▶ [Directions]:
Output the data from the line containing "the industrial crane" to the line containing "[0, 4, 30, 32]", inclusive, as a Markdown table with columns Number and Record line, one row per line and blank lines omitted.

________________________

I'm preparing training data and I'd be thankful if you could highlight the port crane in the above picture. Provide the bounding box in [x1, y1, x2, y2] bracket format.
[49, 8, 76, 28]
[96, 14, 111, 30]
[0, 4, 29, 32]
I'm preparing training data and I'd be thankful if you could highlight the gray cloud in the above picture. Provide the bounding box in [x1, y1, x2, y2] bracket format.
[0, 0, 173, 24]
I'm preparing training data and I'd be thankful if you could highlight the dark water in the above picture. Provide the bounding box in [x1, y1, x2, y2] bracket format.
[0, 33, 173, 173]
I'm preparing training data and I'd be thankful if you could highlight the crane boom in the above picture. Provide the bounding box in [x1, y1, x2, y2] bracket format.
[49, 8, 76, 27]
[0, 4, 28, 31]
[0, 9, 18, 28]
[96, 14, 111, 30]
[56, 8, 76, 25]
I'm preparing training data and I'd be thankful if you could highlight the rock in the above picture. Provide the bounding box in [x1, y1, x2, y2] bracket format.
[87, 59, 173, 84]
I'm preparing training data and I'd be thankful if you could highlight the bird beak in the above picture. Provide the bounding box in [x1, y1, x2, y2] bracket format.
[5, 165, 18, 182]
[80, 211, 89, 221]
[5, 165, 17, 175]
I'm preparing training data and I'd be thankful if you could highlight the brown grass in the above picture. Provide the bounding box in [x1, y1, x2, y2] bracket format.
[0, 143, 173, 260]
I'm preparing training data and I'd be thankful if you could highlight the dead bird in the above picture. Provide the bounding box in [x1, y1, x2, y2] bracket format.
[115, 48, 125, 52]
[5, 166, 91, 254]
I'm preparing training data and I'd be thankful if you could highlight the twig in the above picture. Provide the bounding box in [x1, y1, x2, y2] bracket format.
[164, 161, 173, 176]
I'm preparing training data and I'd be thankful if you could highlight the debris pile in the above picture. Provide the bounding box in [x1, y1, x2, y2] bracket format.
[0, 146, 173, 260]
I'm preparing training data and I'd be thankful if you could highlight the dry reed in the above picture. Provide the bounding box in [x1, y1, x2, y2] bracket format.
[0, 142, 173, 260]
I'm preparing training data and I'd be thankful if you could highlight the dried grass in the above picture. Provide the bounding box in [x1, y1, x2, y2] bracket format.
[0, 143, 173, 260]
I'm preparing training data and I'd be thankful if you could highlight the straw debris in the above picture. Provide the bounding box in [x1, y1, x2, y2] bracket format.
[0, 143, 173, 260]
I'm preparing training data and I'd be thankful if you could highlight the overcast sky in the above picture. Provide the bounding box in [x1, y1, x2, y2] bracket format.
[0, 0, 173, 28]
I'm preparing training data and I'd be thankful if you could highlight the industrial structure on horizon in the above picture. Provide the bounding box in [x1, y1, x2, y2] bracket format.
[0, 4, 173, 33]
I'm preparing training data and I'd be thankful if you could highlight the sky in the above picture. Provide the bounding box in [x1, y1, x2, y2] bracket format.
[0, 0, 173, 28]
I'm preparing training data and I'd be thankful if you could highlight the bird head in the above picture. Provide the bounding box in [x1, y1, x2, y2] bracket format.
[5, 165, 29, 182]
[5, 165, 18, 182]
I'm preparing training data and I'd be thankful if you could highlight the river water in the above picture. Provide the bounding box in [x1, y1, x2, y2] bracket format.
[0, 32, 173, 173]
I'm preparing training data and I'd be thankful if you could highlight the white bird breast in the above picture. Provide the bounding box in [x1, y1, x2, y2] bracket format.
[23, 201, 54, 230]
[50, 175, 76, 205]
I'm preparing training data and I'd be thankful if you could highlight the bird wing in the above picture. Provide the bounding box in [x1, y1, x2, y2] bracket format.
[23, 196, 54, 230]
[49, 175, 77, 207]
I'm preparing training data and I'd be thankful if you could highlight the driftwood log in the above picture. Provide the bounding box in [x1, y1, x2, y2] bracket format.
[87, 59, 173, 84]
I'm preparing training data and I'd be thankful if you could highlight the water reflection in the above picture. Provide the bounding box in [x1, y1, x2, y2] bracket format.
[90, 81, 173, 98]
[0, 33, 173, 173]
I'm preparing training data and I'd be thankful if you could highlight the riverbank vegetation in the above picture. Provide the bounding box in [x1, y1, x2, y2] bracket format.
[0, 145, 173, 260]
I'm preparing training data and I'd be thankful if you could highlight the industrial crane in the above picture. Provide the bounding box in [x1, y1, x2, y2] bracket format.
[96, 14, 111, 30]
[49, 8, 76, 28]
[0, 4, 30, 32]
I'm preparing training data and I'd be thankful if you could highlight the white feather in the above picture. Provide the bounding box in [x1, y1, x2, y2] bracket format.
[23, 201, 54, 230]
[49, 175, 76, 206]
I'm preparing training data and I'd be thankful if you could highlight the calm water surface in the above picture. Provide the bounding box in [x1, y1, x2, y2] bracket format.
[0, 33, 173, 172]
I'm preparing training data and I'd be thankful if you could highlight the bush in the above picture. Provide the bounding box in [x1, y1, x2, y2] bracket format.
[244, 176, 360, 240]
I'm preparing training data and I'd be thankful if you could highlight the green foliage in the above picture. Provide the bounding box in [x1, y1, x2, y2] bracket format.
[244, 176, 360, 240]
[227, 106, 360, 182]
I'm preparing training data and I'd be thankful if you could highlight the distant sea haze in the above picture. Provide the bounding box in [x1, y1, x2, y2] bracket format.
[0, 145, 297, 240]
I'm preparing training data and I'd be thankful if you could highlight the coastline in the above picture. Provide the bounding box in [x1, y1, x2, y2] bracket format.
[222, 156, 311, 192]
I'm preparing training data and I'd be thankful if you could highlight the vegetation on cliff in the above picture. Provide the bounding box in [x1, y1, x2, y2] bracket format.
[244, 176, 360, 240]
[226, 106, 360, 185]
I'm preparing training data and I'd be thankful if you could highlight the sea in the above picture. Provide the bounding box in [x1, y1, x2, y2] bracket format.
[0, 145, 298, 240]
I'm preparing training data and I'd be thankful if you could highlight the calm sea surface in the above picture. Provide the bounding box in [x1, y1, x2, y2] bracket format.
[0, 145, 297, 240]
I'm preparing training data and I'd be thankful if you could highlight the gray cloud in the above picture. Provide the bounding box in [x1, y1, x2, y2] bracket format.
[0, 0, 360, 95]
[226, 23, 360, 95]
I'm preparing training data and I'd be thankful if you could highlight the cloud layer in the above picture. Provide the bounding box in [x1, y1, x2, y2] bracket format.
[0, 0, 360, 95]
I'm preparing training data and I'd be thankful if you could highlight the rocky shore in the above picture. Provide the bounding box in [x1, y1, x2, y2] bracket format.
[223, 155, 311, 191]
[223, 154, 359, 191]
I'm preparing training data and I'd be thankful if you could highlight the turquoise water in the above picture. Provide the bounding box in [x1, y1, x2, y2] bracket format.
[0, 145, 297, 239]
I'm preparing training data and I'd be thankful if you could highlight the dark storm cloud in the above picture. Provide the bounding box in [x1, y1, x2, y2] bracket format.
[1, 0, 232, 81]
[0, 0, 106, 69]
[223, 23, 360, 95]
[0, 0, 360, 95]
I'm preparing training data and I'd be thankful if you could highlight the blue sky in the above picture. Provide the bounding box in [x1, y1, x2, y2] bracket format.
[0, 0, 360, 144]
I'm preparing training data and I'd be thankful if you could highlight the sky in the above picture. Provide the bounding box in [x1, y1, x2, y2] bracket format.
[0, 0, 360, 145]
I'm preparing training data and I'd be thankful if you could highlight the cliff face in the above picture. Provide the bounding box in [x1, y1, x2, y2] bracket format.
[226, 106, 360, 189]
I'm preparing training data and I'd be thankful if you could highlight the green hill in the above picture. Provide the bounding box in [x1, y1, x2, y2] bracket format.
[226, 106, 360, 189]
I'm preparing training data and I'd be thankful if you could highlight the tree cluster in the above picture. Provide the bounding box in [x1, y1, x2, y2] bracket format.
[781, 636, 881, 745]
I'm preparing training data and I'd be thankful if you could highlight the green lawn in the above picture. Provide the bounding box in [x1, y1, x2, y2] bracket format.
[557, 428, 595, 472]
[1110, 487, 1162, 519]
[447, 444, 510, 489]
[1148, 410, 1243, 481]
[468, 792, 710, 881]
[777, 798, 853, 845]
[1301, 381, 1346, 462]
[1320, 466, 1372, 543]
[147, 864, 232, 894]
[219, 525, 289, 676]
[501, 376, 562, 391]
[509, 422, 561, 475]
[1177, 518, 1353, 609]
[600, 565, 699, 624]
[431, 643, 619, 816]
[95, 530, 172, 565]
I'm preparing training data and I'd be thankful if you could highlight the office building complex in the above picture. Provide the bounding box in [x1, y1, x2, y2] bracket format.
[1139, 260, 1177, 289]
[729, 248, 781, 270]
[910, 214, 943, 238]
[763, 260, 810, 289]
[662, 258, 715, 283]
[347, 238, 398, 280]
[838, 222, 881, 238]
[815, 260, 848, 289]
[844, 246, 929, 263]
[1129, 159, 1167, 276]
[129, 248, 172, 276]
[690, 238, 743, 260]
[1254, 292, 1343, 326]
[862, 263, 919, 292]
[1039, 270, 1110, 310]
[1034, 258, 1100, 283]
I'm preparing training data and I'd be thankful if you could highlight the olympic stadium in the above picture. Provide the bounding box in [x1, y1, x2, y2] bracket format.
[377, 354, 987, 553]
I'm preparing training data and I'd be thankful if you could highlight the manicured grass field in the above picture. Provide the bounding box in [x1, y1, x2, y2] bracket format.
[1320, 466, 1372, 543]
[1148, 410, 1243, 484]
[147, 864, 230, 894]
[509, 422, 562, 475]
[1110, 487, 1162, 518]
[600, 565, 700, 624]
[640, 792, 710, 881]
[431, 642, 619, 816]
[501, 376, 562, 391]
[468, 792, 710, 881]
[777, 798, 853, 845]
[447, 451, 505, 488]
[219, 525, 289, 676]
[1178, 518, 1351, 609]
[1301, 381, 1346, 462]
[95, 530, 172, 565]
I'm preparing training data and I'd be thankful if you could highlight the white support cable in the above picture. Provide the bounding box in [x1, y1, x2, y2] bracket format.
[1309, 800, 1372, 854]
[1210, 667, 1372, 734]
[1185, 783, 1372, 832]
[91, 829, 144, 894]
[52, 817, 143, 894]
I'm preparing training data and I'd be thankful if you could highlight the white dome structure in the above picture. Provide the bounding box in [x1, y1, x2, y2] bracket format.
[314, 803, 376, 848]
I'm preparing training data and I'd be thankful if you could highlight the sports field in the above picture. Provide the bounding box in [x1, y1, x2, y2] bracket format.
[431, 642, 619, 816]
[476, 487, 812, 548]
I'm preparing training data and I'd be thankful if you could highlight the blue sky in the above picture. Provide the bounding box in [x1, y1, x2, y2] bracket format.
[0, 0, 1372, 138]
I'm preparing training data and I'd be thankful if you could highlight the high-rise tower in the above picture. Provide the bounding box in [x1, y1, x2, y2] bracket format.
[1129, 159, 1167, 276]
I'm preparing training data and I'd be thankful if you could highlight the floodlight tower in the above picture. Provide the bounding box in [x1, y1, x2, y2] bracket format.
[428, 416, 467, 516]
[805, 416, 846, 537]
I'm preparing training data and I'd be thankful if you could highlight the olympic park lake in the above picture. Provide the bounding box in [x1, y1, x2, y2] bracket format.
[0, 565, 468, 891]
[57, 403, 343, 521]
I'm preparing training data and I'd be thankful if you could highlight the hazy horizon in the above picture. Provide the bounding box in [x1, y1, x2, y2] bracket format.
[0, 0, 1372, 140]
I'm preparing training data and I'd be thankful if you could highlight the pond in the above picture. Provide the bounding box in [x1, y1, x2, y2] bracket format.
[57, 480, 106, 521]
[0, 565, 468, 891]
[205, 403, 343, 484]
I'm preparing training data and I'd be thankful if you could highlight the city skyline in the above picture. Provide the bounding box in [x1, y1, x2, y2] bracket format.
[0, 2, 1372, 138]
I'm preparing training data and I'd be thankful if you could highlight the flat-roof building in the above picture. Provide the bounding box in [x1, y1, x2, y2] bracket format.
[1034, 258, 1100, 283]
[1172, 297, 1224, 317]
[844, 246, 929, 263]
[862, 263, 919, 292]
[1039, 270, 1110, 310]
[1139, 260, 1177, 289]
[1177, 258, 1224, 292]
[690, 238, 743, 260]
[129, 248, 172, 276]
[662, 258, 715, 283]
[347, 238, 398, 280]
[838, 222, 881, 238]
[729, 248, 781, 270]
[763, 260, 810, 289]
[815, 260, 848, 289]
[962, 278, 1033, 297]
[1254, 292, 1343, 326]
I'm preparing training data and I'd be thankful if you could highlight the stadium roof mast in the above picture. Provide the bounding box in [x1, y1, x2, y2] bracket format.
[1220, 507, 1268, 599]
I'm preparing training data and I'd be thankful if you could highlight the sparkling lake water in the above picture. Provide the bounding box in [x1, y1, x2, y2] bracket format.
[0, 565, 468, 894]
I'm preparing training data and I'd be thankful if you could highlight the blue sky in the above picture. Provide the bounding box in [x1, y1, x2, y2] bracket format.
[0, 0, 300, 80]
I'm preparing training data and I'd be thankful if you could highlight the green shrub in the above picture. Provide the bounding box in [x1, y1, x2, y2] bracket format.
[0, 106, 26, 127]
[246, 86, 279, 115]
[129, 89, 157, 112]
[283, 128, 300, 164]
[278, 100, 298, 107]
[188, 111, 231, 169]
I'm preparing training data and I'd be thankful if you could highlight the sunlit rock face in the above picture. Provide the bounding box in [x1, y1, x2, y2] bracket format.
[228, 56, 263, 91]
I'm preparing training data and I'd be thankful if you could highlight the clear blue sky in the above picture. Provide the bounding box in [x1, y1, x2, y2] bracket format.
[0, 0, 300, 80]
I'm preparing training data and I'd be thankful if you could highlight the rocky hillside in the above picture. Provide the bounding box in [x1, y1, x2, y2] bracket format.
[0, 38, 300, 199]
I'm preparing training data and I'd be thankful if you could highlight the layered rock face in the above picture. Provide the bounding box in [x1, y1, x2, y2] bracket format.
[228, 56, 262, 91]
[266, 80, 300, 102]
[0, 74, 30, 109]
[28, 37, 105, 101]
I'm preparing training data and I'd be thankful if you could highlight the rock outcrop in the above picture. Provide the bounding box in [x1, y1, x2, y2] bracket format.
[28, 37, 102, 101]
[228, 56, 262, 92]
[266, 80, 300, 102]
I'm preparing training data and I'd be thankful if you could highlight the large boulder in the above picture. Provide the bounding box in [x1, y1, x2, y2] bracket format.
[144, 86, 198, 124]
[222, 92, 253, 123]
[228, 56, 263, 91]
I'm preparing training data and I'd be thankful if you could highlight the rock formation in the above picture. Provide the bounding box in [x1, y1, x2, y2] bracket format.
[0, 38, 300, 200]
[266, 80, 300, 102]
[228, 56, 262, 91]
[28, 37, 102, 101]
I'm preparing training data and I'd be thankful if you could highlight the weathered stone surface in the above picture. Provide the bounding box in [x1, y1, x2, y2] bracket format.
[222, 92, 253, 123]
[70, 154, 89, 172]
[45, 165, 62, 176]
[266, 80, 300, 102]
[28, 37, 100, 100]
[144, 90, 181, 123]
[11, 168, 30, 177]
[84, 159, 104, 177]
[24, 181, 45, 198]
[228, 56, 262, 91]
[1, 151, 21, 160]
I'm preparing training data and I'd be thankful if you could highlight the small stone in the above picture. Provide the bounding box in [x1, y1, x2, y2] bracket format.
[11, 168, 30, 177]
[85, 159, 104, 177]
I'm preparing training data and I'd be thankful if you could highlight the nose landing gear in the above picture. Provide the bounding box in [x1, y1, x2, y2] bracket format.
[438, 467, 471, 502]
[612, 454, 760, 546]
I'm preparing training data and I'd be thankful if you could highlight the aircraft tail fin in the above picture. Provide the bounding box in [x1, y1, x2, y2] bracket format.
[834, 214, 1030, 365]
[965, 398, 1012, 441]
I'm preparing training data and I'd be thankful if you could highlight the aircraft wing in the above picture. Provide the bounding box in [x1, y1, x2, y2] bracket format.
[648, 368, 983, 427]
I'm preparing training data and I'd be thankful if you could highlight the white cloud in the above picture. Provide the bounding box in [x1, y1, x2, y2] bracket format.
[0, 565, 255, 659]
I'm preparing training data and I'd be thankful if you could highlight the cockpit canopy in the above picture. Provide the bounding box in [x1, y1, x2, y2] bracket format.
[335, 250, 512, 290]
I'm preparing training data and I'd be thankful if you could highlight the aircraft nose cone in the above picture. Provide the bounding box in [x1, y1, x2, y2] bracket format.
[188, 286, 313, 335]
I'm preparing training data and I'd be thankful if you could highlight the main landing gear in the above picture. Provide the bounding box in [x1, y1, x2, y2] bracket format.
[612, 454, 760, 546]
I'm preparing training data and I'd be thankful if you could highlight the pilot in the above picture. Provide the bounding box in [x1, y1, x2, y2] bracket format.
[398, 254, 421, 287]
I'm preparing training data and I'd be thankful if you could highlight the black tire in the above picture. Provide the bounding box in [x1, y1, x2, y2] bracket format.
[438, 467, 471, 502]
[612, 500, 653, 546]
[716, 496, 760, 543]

________________________

▶ [Worked answer]:
| Number | Record line |
|---|---|
| 1 | I'm preparing training data and I'd be thankful if you could highlight the industrial crane in the above picture. Provide the bounding box in [x1, y1, x2, y2] bracket format. |
| 2 | [96, 14, 111, 30] |
| 3 | [49, 8, 76, 28] |
| 4 | [0, 4, 30, 32] |